GOAL
Revise the entries below by changing each "Located at" to "Found at" and keeping every other line as it is.

DATASET ENTRIES
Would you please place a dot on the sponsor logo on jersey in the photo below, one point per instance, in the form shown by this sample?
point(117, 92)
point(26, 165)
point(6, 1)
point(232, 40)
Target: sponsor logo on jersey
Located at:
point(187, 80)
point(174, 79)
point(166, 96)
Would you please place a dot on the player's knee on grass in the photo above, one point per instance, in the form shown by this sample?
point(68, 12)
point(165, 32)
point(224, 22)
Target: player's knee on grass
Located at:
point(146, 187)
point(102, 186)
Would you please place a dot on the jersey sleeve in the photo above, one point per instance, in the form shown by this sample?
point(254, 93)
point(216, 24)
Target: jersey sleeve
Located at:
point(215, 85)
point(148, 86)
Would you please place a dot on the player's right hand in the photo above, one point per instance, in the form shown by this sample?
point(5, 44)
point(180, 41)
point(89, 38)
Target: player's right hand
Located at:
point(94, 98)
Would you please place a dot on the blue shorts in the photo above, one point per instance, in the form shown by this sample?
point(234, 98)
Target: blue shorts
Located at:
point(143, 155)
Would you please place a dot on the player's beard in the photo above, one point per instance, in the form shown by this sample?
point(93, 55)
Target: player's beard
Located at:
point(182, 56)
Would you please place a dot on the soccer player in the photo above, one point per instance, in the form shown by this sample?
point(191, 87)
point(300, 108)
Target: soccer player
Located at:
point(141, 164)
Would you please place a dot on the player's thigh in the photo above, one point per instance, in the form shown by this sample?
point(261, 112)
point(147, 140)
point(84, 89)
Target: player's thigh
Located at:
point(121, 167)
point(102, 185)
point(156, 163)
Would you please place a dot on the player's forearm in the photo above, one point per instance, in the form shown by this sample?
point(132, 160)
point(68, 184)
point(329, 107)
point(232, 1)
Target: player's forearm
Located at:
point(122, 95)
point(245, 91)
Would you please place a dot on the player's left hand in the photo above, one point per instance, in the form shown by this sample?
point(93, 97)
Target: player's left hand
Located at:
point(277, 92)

TASK OUTPUT
Would you please place a dot on the sponsor logo on jersey in the photo below, one point per instance, in the form shown by this sample?
point(117, 92)
point(26, 165)
point(6, 1)
point(232, 40)
Target: sponsor logo on jersey
Found at:
point(187, 80)
point(174, 79)
point(166, 96)
Would you please place a dot on the player's knee on grass in the photo above, one point per instance, in the form shown by this sample?
point(68, 12)
point(165, 32)
point(224, 22)
Target: player's knee on grass
Found at:
point(146, 187)
point(102, 186)
Would you please place a dot on the jersey sleeve in the photo above, one point per instance, in the form shown by this sample?
point(254, 93)
point(216, 24)
Target: jersey sleeve
Found at:
point(215, 85)
point(148, 86)
Would you please place a dot on the player's right hand in the photo above, one point per instance, in the form shown by this sample?
point(5, 44)
point(180, 41)
point(89, 38)
Target: player's right hand
Found at:
point(94, 98)
Would you please place a dot on the blue shorts in the photo above, one point per instance, in the form shown by this sample?
point(234, 98)
Target: blue shorts
Found at:
point(143, 155)
Would you please place a dot on the player's beard in the photo above, one point per instance, in the form shown by this sample?
point(93, 55)
Target: player's beard
Found at:
point(182, 56)
Would you please place a dot on the soccer player in the photo above, one point per instance, in the form shown by this sample?
point(191, 87)
point(300, 108)
Target: soccer player
Found at:
point(141, 164)
Would you please place a dot on the player's thigh in the photo above, one point per instance, in the form shown by this sample?
point(261, 112)
point(147, 140)
point(84, 89)
Target: player's thigh
Found at:
point(121, 167)
point(102, 185)
point(156, 163)
Would you please place a dot on the player's forearm in the photo above, one point per instance, in the form shown by this sample?
point(132, 160)
point(68, 184)
point(329, 107)
point(232, 1)
Target: player's forearm
Found at:
point(122, 95)
point(245, 91)
Would you please place a dot on the player's left hand in the photo above, one point per instance, in the form shown by this sample?
point(93, 97)
Target: player's left hand
Found at:
point(277, 92)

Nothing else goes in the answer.